* **Source**:
* * * *

Une experte a estimé que la Belgique devrait accorder un effet suspensif aux recours introduit quant à la légalité et aux conditions de détention par les étrangers détenus en vue de leur éloignement. Elle a estimé à cet égard que le délai de recours, qui est actuellement de cinq jours, est trop court. L'experte s'est dite surprise du faible nombre de plaintes - trois en 2009 - enregistrées dans ce contexte, compte tenu du nombre des expulsions depuis la Belgique. Ce pays a l'intention d'aligner sa loi relative à l'accès à un avocat dès l'arrestation, a par ailleurs observé un expert: comment cette intention se concilie-t-elle avec la mise au secret?

Un expert a demandé des exemples d'annulations de mariages forcés, jugeant essentielle l'application effective des dispositions de protection.

Un autre membre du Comité a voulu savoir si la Belgique entend maintenir le principe de la garde-à-vue sans la présence d'un avocat, en dépit d'un arrêt très récent de la Cour européenne des droits de l'homme.

Réponses de la délégation

Répondant aux questions du Comité, la délégation a convenu que la Belgique ne dispose toujours pas d'une institution nationale de droits de l'homme. Il ne s'agit pas là d'un choix délibéré, puisque cette question est l'ordre du jour depuis un certain temps. Des projets ont déjà été étudiés en 2007 en vue de la création d'une nouvelle entité ou de l'extension d'une structure existante. Cette question revient à l'ordre du jour de manière indirecte du fait des obligations internationales de la Belgique, notamment au titre du Protocole facultatif se rapportant à la Convention contre la torture et autres peines ou traitements cruels, inhumains ou dégradants: la Belgique devra en effet disposer d'un mécanisme de contrôle à cet égard. La difficulté est d'ordre technique – multiplicité des organes sectoriels de contrôle; mais aussi d'ordre politique – compte tenu de la situation actuelle qui va probablement entraîner des réformes institutionnelles profondes. Cela étant, la délégation a admis que la création d'une institution nationale de droits de l'homme permettrait de consolider et de mieux coordonner les mécanismes existants.

Le suivi des obligations internationales de la Belgique est assuré par les départements concernés, moyennant l'action d'organes de coordination: conférences interministérielles et comités de concertation. Ce sont précisément ces comités qui ont décidé de la mise en place de points focaux dans les ministères. Enfin, les nombreux plans d'action nationaux sont appliqués moyennant une concertation effective entre le Gouvernement fédéral et les entités fédérées, a assuré la délégation. La Belgique dans son intégralité est tenue de respecter le Pacte, a-t-il été encore précisé: il n'existe pas de vide juridique empêchant l'application de ses dispositions, qui peuvent être invoquées devant tous les tribunaux belges. En réponse à la question d'une experte du Comité, la délégation a confirmé que la loi impose à la Cour d'assises de motiver ses arrêts par écrit.

* * * *

* **Données fournies**:

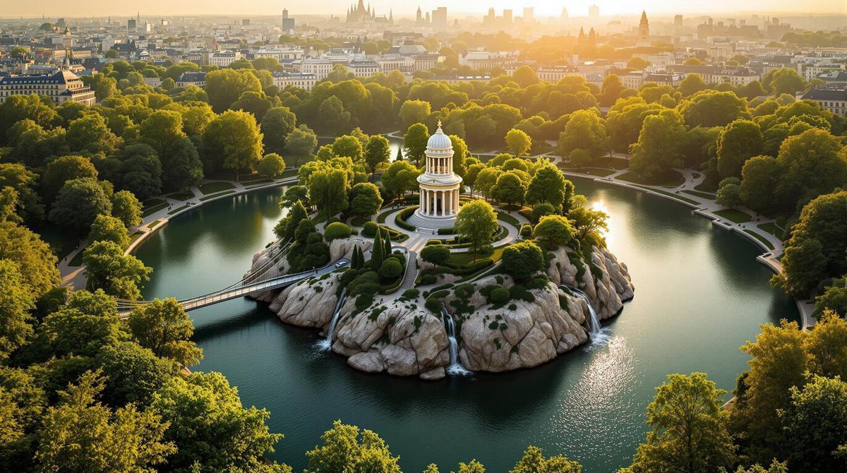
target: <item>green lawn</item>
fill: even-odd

* * * *

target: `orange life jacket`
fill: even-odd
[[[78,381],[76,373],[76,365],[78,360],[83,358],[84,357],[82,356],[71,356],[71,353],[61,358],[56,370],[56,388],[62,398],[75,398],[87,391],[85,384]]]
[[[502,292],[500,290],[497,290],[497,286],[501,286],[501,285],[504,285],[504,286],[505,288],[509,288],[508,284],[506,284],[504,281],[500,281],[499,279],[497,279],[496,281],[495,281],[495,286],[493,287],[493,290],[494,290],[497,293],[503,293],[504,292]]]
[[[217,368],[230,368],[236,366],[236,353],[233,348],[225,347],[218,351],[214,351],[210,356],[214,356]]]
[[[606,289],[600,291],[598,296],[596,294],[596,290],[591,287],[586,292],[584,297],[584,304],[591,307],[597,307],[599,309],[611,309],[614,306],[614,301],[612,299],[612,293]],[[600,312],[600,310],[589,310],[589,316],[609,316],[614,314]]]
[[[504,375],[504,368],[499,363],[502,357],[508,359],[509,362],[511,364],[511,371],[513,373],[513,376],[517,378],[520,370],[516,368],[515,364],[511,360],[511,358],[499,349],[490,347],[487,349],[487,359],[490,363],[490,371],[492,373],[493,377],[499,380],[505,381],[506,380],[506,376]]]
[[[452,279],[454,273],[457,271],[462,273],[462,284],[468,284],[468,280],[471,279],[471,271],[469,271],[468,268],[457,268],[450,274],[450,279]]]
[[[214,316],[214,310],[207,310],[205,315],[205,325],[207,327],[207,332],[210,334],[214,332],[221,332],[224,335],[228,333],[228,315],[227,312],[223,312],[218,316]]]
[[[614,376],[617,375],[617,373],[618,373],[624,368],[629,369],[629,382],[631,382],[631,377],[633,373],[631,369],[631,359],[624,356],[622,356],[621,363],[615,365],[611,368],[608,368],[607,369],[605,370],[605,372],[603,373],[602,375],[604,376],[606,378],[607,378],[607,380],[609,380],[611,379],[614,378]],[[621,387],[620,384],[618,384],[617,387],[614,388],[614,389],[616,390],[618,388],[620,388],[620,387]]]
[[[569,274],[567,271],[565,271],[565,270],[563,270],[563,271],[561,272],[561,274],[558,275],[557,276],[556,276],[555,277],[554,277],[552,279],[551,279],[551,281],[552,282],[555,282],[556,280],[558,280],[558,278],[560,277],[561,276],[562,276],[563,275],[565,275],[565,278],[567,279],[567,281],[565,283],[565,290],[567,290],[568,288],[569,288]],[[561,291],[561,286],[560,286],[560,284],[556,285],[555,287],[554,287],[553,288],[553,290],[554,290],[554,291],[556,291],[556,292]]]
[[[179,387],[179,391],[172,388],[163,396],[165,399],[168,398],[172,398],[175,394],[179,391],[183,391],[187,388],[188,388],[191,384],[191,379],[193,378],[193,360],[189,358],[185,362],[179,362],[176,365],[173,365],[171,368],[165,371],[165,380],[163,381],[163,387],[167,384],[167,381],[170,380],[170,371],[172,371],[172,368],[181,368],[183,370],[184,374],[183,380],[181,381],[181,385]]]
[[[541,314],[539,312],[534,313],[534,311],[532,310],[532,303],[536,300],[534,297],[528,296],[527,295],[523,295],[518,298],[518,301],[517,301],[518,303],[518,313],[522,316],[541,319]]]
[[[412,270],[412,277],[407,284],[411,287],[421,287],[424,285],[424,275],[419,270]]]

* * * *

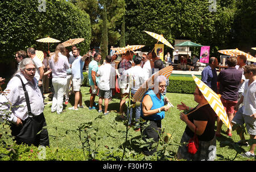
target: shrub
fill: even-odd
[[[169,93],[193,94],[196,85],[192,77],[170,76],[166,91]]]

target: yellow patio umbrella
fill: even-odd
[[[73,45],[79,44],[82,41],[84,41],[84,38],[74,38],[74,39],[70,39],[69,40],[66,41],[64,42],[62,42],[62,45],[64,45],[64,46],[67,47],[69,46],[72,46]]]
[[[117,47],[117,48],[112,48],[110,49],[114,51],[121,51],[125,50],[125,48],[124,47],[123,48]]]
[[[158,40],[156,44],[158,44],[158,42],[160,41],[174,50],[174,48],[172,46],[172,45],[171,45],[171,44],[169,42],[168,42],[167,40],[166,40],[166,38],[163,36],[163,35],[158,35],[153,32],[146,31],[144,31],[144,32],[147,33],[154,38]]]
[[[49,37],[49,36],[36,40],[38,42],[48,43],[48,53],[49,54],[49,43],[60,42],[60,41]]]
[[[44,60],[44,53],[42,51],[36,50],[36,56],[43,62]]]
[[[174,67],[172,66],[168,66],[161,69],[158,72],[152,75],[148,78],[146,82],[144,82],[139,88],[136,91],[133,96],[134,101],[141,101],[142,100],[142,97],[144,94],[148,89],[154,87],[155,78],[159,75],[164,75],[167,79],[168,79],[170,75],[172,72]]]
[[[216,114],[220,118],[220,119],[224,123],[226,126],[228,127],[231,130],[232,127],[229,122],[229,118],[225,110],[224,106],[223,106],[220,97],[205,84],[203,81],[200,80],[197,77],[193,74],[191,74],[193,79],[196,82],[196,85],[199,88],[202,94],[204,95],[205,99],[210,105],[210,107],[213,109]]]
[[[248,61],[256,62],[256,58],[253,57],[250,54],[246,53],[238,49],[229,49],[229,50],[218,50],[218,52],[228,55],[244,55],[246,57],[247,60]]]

* * * *

* **Court exercice**:
Mettez à jour le passage du texte sur la Belgique devant le Comité qui commence à « Un autre membre » et se termine à « des droits de l'homme. », en remplaçant « garde-à-vue » par « détention provisoire ». Les lignes ne jouent aucun rôle ici.

* **Résultat attendu**:
Un autre membre du Comité a voulu savoir si la Belgique entend maintenir le principe de la détention provisoire sans la présence d'un avocat, en dépit d'un arrêt très récent de la Cour européenne des droits de l'homme.